Cette réunion intervient dans le sillage du G7 en juin au cours duquel les grandes puissances avaient promis de consacrer près de 5 milliards de dollars pour lutter contre l’insécurité alimentaire.

« L’un des thèmes sur lequel nous allons passer beaucoup de temps et d’énergie cette semaine c’est le défi posé par l’insécurité alimentaire », a relevé lundi le secrétaire d’État américain, Antony Blinken, aux côtés du président du conseil yéménite, Rashad al-Alimi, dont le pays ravagé par des années de conflit est lui-même bénéficiaire de l’aide alimentaire.

« Comme nous avons pu le constater ces dernières années à cause de (la pandémie) de COVID-19, et avant cela en raison de la crise climatique, et plus récemment, à cause de l’agression russe de l’Ukraine, une profonde insécurité alimentaire » frappe des centaines de millions de personnes à travers le monde, a-t-il affirmé devant la presse.

Les États-Unis ont fait de la sécurité alimentaire une priorité diplomatique non sans arrières pensées politiques leur permettant de cibler la responsabilité de la Russie. D’un autre côté, de nombreux pays du sud insistent également sur ce thème dans le contexte élargi de la crise climatique et de l’énergie.

M. Blinken a en particulier souligné le caractère « vital » de préserver à tout prix l’accord dit de la « mer Noire » qui permet d’acheminer par bateau les céréales ukrainiennes dont dépendent de nombreux pays du Moyen-Orient et de l’Afrique du Nord notamment.

Cet accord signé par la Russie et l’Ukraine, et validé par les Nations unies et la Turquie en juillet, a permis la reprise de l’exportation des céréales ukrainiennes par un corridor sécurisé.

L’invasion de l’Ukraine par la Russie a contribué à aggraver les pénuries alimentaires auxquelles sont confrontés des pays parmi les plus pauvres du monde déjà affectés par la pandémie qui a fortement perturbé les circuits de distribution, et par la crise climatique.

Selon un récent rapport américain du Conflict Observatory, environ 15 % de la capacité de stockage de céréales de l’Ukraine a été perdue depuis le début de la guerre avec la Russie, en février dernier, provoquant des effets néfastes pour la sécurité alimentaire mondiale.

Ces pertes importantes remettent en cause la capacité de l’Ukraine à poursuivre son rôle de grenier à blé de nombreux pays, qui en dépendent pour leurs approvisionnements en blé, maïs et tournesol notamment.

Champs de blé en plein été (août) en Ukraine, Oblast de Lviv. (Crédit : © Raimond Spekking /CC BY-SA 4.0)

-*-*-

(CONSIGNE A)
D'après le texte sur l'insécurité alimentaire, quelle part de la capacité de stockage de céréales de l'Ukraine a été perdue depuis le début de la guerre ?
(CONSIGNE B)
Rédigez la suite du texte sur l'insécurité alimentaire, à partir de sa dernière phrase.
Le matériel n'a aucun rapport avec le texte sur l'insécurité alimentaire.

-*-*-

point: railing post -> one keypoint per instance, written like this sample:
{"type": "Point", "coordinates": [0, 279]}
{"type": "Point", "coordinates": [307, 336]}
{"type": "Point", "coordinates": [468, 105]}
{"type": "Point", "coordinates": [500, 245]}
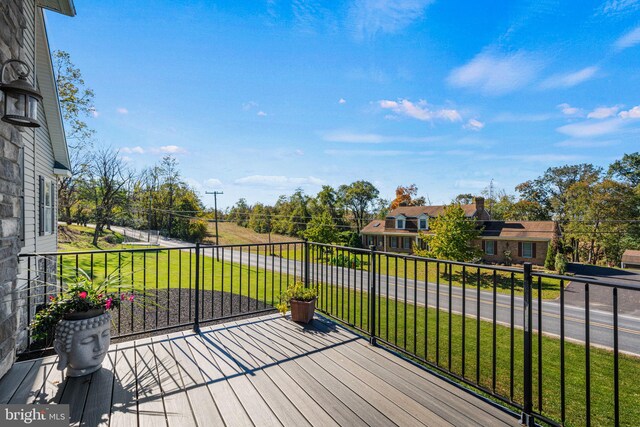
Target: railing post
{"type": "Point", "coordinates": [526, 418]}
{"type": "Point", "coordinates": [372, 295]}
{"type": "Point", "coordinates": [306, 263]}
{"type": "Point", "coordinates": [196, 315]}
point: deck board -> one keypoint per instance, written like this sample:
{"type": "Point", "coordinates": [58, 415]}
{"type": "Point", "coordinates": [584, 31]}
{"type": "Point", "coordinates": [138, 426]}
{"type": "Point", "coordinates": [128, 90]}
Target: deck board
{"type": "Point", "coordinates": [253, 372]}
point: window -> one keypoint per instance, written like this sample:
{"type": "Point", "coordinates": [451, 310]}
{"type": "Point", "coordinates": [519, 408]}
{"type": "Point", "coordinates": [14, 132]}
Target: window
{"type": "Point", "coordinates": [47, 220]}
{"type": "Point", "coordinates": [527, 250]}
{"type": "Point", "coordinates": [406, 242]}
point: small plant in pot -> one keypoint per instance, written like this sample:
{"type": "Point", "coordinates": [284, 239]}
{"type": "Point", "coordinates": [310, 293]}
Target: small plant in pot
{"type": "Point", "coordinates": [302, 301]}
{"type": "Point", "coordinates": [79, 318]}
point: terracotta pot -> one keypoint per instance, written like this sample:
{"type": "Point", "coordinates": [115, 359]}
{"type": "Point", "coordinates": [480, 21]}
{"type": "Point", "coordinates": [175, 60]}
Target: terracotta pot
{"type": "Point", "coordinates": [302, 311]}
{"type": "Point", "coordinates": [82, 344]}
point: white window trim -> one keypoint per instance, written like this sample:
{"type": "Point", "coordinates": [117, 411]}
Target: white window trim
{"type": "Point", "coordinates": [425, 218]}
{"type": "Point", "coordinates": [49, 208]}
{"type": "Point", "coordinates": [524, 251]}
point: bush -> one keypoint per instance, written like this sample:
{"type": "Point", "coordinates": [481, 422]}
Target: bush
{"type": "Point", "coordinates": [561, 263]}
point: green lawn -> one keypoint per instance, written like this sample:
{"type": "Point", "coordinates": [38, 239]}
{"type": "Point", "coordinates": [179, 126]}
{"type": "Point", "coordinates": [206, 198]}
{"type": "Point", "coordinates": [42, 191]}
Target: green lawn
{"type": "Point", "coordinates": [172, 268]}
{"type": "Point", "coordinates": [391, 328]}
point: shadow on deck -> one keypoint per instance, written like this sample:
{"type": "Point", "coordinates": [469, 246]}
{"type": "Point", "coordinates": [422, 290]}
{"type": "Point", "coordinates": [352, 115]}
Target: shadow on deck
{"type": "Point", "coordinates": [261, 371]}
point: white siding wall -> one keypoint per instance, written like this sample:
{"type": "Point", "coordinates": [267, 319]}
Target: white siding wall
{"type": "Point", "coordinates": [38, 158]}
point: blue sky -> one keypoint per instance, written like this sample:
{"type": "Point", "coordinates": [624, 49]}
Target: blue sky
{"type": "Point", "coordinates": [259, 97]}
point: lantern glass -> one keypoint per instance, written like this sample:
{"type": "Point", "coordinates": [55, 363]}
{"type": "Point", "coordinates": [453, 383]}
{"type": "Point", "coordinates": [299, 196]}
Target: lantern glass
{"type": "Point", "coordinates": [32, 112]}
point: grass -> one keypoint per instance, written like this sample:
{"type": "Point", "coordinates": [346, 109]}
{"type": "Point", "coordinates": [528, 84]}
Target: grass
{"type": "Point", "coordinates": [427, 333]}
{"type": "Point", "coordinates": [435, 349]}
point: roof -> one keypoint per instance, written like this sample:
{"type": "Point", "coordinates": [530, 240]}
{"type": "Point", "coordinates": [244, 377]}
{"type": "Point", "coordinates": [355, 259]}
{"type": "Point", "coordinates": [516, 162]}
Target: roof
{"type": "Point", "coordinates": [49, 91]}
{"type": "Point", "coordinates": [631, 257]}
{"type": "Point", "coordinates": [65, 7]}
{"type": "Point", "coordinates": [520, 229]}
{"type": "Point", "coordinates": [432, 211]}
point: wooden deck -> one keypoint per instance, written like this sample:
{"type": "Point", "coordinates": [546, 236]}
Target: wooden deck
{"type": "Point", "coordinates": [258, 372]}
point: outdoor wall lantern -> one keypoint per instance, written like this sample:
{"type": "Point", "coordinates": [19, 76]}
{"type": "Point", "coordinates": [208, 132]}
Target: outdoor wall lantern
{"type": "Point", "coordinates": [20, 98]}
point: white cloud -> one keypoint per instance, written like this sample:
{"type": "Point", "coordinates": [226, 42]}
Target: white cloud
{"type": "Point", "coordinates": [419, 110]}
{"type": "Point", "coordinates": [371, 17]}
{"type": "Point", "coordinates": [278, 181]}
{"type": "Point", "coordinates": [372, 138]}
{"type": "Point", "coordinates": [171, 149]}
{"type": "Point", "coordinates": [568, 110]}
{"type": "Point", "coordinates": [474, 124]}
{"type": "Point", "coordinates": [628, 40]}
{"type": "Point", "coordinates": [603, 112]}
{"type": "Point", "coordinates": [585, 143]}
{"type": "Point", "coordinates": [249, 105]}
{"type": "Point", "coordinates": [619, 7]}
{"type": "Point", "coordinates": [585, 130]}
{"type": "Point", "coordinates": [132, 150]}
{"type": "Point", "coordinates": [507, 117]}
{"type": "Point", "coordinates": [493, 73]}
{"type": "Point", "coordinates": [633, 113]}
{"type": "Point", "coordinates": [367, 153]}
{"type": "Point", "coordinates": [569, 79]}
{"type": "Point", "coordinates": [213, 183]}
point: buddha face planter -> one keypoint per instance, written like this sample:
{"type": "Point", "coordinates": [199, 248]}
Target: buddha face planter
{"type": "Point", "coordinates": [82, 344]}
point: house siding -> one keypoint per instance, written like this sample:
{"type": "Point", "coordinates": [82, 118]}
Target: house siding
{"type": "Point", "coordinates": [512, 245]}
{"type": "Point", "coordinates": [25, 154]}
{"type": "Point", "coordinates": [16, 42]}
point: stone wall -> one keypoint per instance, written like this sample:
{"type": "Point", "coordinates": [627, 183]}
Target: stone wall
{"type": "Point", "coordinates": [12, 26]}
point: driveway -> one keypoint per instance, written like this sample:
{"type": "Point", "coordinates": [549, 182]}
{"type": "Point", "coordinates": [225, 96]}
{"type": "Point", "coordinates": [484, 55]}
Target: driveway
{"type": "Point", "coordinates": [601, 297]}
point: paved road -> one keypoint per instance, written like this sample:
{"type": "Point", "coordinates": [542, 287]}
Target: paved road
{"type": "Point", "coordinates": [600, 318]}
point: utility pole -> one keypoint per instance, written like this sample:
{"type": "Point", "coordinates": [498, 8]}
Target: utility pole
{"type": "Point", "coordinates": [215, 210]}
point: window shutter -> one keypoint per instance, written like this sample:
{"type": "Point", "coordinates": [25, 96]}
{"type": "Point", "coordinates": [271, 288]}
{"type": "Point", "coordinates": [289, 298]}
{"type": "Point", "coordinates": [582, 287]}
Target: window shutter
{"type": "Point", "coordinates": [41, 218]}
{"type": "Point", "coordinates": [54, 225]}
{"type": "Point", "coordinates": [533, 250]}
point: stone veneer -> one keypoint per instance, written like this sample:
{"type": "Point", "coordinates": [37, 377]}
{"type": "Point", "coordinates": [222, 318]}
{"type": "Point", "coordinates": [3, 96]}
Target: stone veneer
{"type": "Point", "coordinates": [12, 26]}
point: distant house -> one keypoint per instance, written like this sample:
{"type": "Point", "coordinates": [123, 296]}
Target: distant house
{"type": "Point", "coordinates": [399, 230]}
{"type": "Point", "coordinates": [522, 241]}
{"type": "Point", "coordinates": [31, 159]}
{"type": "Point", "coordinates": [630, 259]}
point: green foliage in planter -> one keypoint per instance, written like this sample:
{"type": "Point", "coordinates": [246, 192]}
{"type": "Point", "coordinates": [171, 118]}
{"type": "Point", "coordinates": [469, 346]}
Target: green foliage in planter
{"type": "Point", "coordinates": [80, 295]}
{"type": "Point", "coordinates": [296, 292]}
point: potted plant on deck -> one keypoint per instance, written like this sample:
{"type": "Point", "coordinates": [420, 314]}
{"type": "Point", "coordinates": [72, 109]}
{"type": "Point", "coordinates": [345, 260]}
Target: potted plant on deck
{"type": "Point", "coordinates": [79, 320]}
{"type": "Point", "coordinates": [302, 301]}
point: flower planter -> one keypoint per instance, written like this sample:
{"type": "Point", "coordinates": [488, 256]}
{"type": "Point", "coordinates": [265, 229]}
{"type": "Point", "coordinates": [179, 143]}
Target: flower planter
{"type": "Point", "coordinates": [302, 311]}
{"type": "Point", "coordinates": [82, 341]}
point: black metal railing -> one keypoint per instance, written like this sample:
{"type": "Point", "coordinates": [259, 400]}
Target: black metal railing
{"type": "Point", "coordinates": [510, 334]}
{"type": "Point", "coordinates": [176, 287]}
{"type": "Point", "coordinates": [506, 332]}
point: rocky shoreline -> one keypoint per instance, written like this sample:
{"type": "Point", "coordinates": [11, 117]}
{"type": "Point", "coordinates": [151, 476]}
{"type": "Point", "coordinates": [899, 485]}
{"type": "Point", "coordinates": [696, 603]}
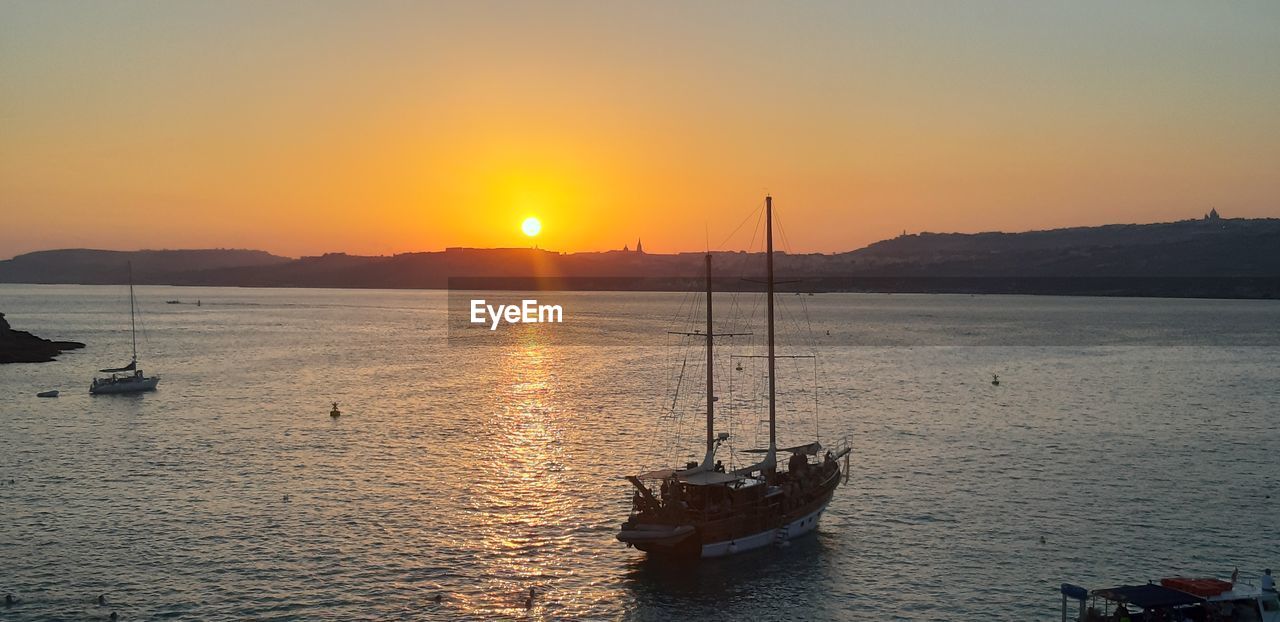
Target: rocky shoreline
{"type": "Point", "coordinates": [19, 346]}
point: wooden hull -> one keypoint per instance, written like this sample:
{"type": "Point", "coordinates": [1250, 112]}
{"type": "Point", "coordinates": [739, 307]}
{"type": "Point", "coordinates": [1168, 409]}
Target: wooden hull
{"type": "Point", "coordinates": [773, 525]}
{"type": "Point", "coordinates": [131, 385]}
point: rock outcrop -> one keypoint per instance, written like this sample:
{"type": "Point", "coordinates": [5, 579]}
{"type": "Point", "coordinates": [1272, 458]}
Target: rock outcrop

-*-*-

(RÉPONSE A)
Environ 15 %.

(RÉPONSE B)
Besoin d’engrais

« Il apparaît clairement que la perturbation actuelle des chaînes d’approvisionnement alimentaire et la guerre en Ukraine vont impacter les prochaines récoltes. Il y a environ une à deux récoltes par an et nous le voyons déjà », prévient Alvaro Lario, qui préside la Fonds international pour le développement de l’agriculture (Fida), en insistant également sur le problème lié aux engrais dont la Russie est un important producteur.

« Cela va être dévastateur l’année prochaine (…) peut-être pire que pendant le COVID », dit-il dans une interview à l’AFP.

L’expert parle d’une convergence de crises – climatique, l’épidémie de COVID et les conflits – et de la nécessité d’investir des « centaines de milliards de dollars » par an pour changer de modèle de développement.

« On connaît les solutions et on a les institutions pour cela. Ce qui fait défaut actuellement c’est la volonté politique, en termes d’investissements », ajoute-t-il.

Dans un rapport conjoint diffusé en juillet, la FAO, le Fida, l’Unicef, le Programme alimentaire mondial (PAM) et l’Organisation mondiale de la santé (OMS) assuraient « qu’entre 702 et 828 millions de personnes ont été touchées par la faim en 2021 », soit environ 9,8 % de la population mondiale.

C’est 46 millions de plus qu’en 2020 et 150 millions de plus qu’en 2019, deux années marquées par l’épidémie de COVID-19 qui a durablement affaibli les systèmes alimentaires.

« En 2022, il y a assez de nourriture dans le monde – le problème est sa distribution irrégulière. Mais si nous ne stabilisons pas le marché des engrais en 2022, il n’y aura tout simplement pas assez de nourriture en 2023 », a lancé récemment le secrétaire général de l’ONU, Antonio Guterres, dans un cri d’alarme.